#### Work order A
Give the Persian names that the memoir of school in Iran uses for the three trimesters of the school year, each with the English term it stands for.
#### Work order B
In the memoir of school in Iran and the return to Kuwait, how did the father get an exceptional family visa approved, and why did he want it?

#### Passage shown

- Opening Delimiter -

Although the school curriculum was in Persian language, the majority of students were Arabs. Their first language is Arabic, so I had no problem communicating with them in breaks and afterclass. 35 out of 37 students in my class were Arabs. Of course they speak the Ahwazi accent, which is very similar to the Southern Iraqi accent with some “Arabized” Persian words used through out.
I have to mention that I encountered a lot of bullying in school early on, being a “Kuwaiti”. I was singled out and ridiculed as the sissy boy with the funny Kuwaiti accent coming from rich Kuwait. I think I held up pretty well during that period. Shortly, I managed to win some classmates as friends especially with my football skills. The team I’d join always wins, so all were fighting on me to join their team. With time, my classmates got used to me and my accent started matching theirs, so I managed to fit in quickly.
The Iranian school year back then was divided into three trimesters (as opposed to two semesters). By the end of the “first trimester” (solse av’val), I barely managed to succeed. My grades ranged in the 60-70% range. Except for Math, Arabic and English. I aced them of course. In the “second trimester” (solse dov’vom), my grades improved more, and in the third trimester (solse sev’vom) I did great. I graduated with a full-year average of 88% as the top of the class. I was one of three students who passed. The other two students who passed were the only two Persian natives in our class. I’ve shared my certificate containing all my grades in the Academic Excellence page.
Back to Kuwait

By February 26th, 1991 Kuwait was liberated from the Iraqi invasion. We were so very happy that we will be going back home. My dad was among the few Iranians that returned very early after the liberation, around June 1991. Thanks to our Lebanese neighbors who stayed in Kuwait during the invasion, our apartment was intact and my father found it locked as we left it a year ago.
My father said that my last year’spicture being honored by deputy minister of Education as the top of my class, helped him convince the Minister of Interior (immigration) to approve the exceptional issuance of a family visa so I don’t miss the school year. My family was one of the very first Iranians coming back to Kuwait after the invasion. We arrived back to Kuwait by September 1991 just days before the school starting day. That year, it was a 2-in-1 school year, to compensate for the lost school year during the Iraqi invasion.

- Closing Delimiter -

#### Excerpted data
- Opening Delimiter -

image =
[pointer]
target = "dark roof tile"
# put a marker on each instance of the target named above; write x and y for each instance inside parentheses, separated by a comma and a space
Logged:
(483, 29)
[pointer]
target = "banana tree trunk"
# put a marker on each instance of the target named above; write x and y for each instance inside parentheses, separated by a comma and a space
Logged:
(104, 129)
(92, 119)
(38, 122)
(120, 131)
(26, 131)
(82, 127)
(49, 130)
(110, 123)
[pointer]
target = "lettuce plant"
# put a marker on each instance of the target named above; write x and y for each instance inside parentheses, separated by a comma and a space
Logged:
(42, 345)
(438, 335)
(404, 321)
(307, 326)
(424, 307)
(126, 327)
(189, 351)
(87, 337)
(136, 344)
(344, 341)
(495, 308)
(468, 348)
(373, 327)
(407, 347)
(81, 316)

- Closing Delimiter -

#### Reply A
- solse av'val: first trimester
- solse dov'vom: second trimester
- solse sev'vom: third trimester

#### Reply B
The father said that the narrator's picture from the year before, showing the narrator honored by the deputy minister of Education as top of the class, helped him convince the Minister of Interior to approve the visa. He sought it so the narrator would not miss the school year.